● **What you should do**: Quote the records that follow in full and exactly; leave out the pictures.

● **Records**:

● ● ● ● ● ● ●

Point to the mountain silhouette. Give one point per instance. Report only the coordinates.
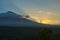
(12, 19)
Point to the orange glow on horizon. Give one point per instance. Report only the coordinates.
(46, 21)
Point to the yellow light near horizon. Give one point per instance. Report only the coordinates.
(46, 21)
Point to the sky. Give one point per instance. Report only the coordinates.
(43, 11)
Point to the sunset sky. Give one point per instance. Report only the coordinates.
(43, 11)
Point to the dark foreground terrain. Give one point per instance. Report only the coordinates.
(29, 33)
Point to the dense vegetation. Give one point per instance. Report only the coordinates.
(26, 33)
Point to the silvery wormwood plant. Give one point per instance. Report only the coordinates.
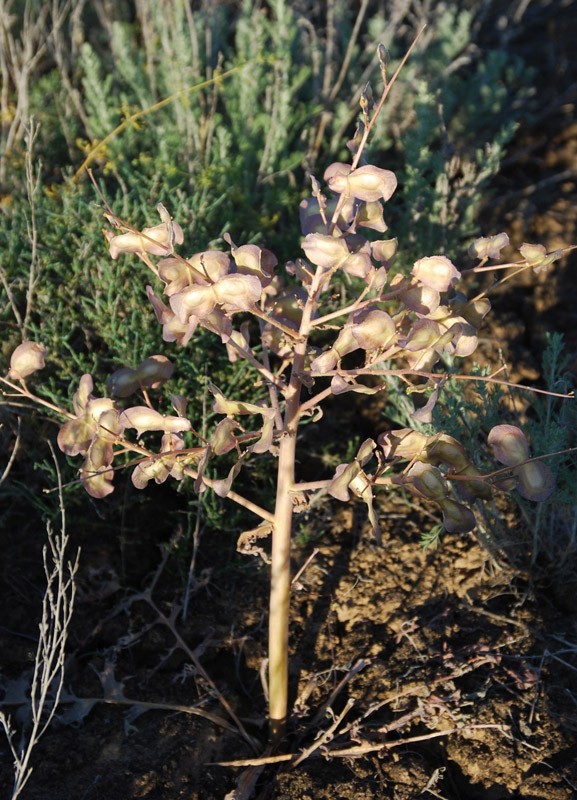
(395, 325)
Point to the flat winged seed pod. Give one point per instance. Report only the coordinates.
(489, 246)
(509, 443)
(155, 241)
(436, 272)
(325, 251)
(145, 419)
(26, 359)
(366, 183)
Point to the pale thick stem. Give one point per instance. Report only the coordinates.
(280, 590)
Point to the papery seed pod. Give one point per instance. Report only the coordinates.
(427, 480)
(535, 481)
(489, 246)
(537, 257)
(373, 329)
(194, 301)
(402, 443)
(436, 272)
(211, 264)
(385, 250)
(384, 56)
(26, 359)
(444, 449)
(238, 292)
(155, 241)
(457, 518)
(325, 251)
(144, 419)
(366, 183)
(510, 445)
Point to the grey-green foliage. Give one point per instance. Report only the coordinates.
(552, 427)
(550, 423)
(225, 157)
(464, 120)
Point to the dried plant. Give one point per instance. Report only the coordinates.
(391, 325)
(45, 691)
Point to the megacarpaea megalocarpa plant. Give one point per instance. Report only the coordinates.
(395, 325)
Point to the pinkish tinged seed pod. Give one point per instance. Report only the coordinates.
(510, 445)
(26, 359)
(157, 241)
(535, 481)
(436, 272)
(428, 481)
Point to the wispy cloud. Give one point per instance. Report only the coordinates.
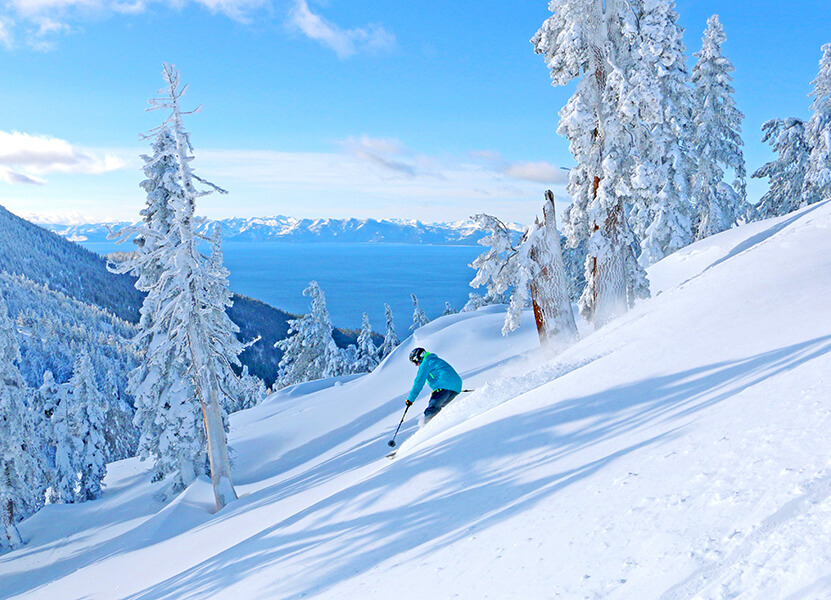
(10, 176)
(385, 153)
(23, 157)
(345, 42)
(40, 21)
(539, 171)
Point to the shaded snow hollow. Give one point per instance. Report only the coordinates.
(680, 452)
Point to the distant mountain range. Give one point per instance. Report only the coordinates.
(288, 229)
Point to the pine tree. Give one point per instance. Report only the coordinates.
(419, 317)
(309, 347)
(367, 358)
(818, 134)
(593, 40)
(67, 451)
(533, 269)
(119, 432)
(718, 142)
(88, 408)
(21, 454)
(390, 337)
(660, 103)
(191, 342)
(787, 173)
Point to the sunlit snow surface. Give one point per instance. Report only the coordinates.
(681, 452)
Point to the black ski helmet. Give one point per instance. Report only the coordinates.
(417, 355)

● ● ● ● ● ● ●

● **Result for this exercise**:
Point to the mountain silhouette. Give one point per instance. Report only the coordinates.
(12, 19)
Point to the orange glow on horizon. Give one point per instance. Report only the coordinates.
(46, 21)
Point to the yellow light near horizon. Give one point per instance. Report only the coordinates.
(46, 21)
Point to the sky. Give one point per instance. Report only the coordinates.
(43, 11)
Point to the sunset sky. Give one point per instance. Report only the coordinates.
(43, 11)
Point to the dark foreground terrain. Give one point per instance. Report only the coordinates.
(29, 33)
Point to the dense vegetation. Give one point per instance. Report only the coordinates.
(26, 33)
Point to the silvery wormwood plant. Give one point per instance. Report only the coordinates.
(395, 325)
Point to the flat winged seed pod. Give one point per instance. Report only the coordinates.
(489, 246)
(509, 443)
(155, 241)
(436, 272)
(325, 251)
(145, 419)
(26, 359)
(366, 183)
Point to the pale thick stem. Give one point per instance. Report only the coordinates.
(280, 590)
Point to the papery seed pod. Give one point per instance. Report only the coordinates.
(427, 480)
(535, 481)
(489, 246)
(537, 257)
(373, 329)
(194, 301)
(402, 443)
(436, 272)
(211, 264)
(385, 250)
(384, 56)
(26, 359)
(444, 449)
(238, 292)
(155, 241)
(457, 518)
(325, 251)
(144, 419)
(366, 183)
(510, 445)
Point to the grey-green foliage. Give one point per instance. Report only the coordinates.
(552, 427)
(550, 423)
(225, 157)
(464, 120)
Point to the dried plant. Give one point per instance. Report only the coordinates.
(391, 325)
(45, 691)
Point to the megacarpaea megalocarpa plant. Give one point per instance. Report only the coordinates.
(395, 325)
Point to the pinkish tinged seed pod. Give one point per instance. Report only the coordinates.
(510, 445)
(26, 359)
(157, 241)
(535, 481)
(436, 272)
(428, 481)
Point to the wispy cloud. Give one point per instance. Report only the coordinates.
(10, 176)
(385, 153)
(23, 157)
(345, 42)
(40, 21)
(539, 171)
Point to the shaded snow hollow. Give one point per instance. Report only the coordinates.
(680, 452)
Point to the distant mountain range. Give one point per instance. Report only the coordinates.
(288, 229)
Point to the pine tree. Give one point per instance. Report only the coordinates.
(419, 317)
(309, 347)
(367, 358)
(818, 134)
(593, 40)
(67, 451)
(533, 269)
(119, 432)
(718, 142)
(88, 408)
(21, 454)
(390, 337)
(660, 103)
(191, 342)
(787, 173)
Point to the sunlit snow surface. Give one point per instance. Report only the coordinates.
(681, 452)
Point to the black ski helmet. Give one point per instance. Report only the coordinates.
(417, 355)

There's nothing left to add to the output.